Can you copy out every one of the entries below word for word, leaving out the pictures?
===
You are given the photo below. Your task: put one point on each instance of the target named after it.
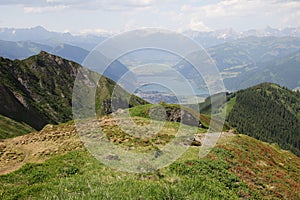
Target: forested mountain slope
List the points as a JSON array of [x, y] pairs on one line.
[[269, 113]]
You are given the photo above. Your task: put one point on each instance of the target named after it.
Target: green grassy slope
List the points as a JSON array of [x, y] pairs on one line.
[[38, 90], [10, 128], [239, 167]]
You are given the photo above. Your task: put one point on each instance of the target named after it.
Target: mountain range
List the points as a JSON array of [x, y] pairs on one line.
[[38, 90], [51, 160], [243, 58]]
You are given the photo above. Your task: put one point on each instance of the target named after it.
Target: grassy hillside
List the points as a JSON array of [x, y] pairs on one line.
[[10, 128], [38, 90], [269, 113], [239, 167]]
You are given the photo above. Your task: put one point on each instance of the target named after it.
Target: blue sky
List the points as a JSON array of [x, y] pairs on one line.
[[95, 16]]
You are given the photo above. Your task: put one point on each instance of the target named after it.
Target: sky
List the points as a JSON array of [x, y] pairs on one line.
[[112, 16]]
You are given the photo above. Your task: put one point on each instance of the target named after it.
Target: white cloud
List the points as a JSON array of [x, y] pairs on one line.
[[268, 12], [197, 25], [44, 9], [95, 31]]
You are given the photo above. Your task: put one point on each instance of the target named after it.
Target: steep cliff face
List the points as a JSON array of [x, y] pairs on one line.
[[38, 90]]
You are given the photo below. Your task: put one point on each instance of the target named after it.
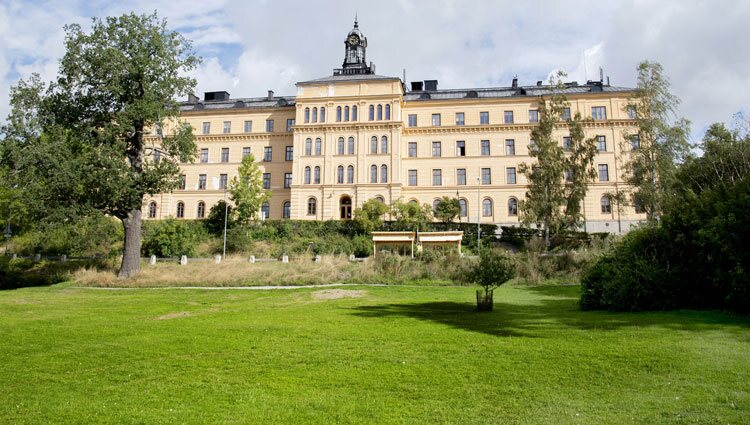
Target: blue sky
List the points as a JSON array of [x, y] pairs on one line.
[[251, 46]]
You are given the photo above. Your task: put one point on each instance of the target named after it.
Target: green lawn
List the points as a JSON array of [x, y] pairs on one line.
[[395, 355]]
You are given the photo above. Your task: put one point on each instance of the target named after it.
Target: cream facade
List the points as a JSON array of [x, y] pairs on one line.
[[356, 135]]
===
**FINISHED TASK**
You are given the photo below. Your task: put one point on each instance of the target named after it.
Target: forested mountain slope
List the points as a JSON array of [x, y] pairs on one line.
[[269, 113]]
You are given the photo above. Your task: put one point on each instance of the target named after it.
Target: green grassy slope
List the points as a JSON array of [x, y] pairs on one line.
[[38, 90], [10, 128], [239, 167]]
You are given the photo above. Your task: put one point on each instance of the target named after it.
Target: mountain range
List the points as a JSON array of [x, y] pairs on one line.
[[38, 90], [51, 160], [243, 58]]
You are given the photo above. Your task: put one point on each instance of the target named after it.
Target: grassy hillside
List the points as a JSON array of [x, y] pairs on one line.
[[10, 128], [38, 90], [269, 113], [239, 167]]
You are given the photo above. Your task: put one point on each instance of the target named after it.
Target: blue sky
List the points as a JSON array of [x, y] pairs on one line.
[[95, 16]]
You are given the photo above. Your task: put one point on each instance of the target named after it.
Target: sky
List the points as a JSON array of [x, y] pairs on one line.
[[112, 16]]
You are given the photo above. Your task: put one point on each instance of the target named after it.
Target: white cloud
List the points as a JSON array of [x, y] pairs on one line.
[[268, 12], [197, 25], [44, 9], [95, 31]]
You are given the photo above. Your task: put one point on each instance of the target named after it.
Target: steep cliff face
List the points as a JSON array of [x, y] pairs on one line.
[[38, 90]]
You are given the photo below. Your task: put one point on each instance of the target named after it.
Target: blue sky
List the points as a JSON array of [x, y] pairs on one line.
[[251, 46]]
You are given the photo above. Your task: put one point on each instance of the target named after it.
Target: green lawn
List the points as a JSON array of [x, y] pairs on one line.
[[395, 355]]
You are given the photo above. Your task: put one point on each instance of the target named after it.
Target: cream facade
List the points as a JSON array of [x, y] pairs on one line.
[[356, 135]]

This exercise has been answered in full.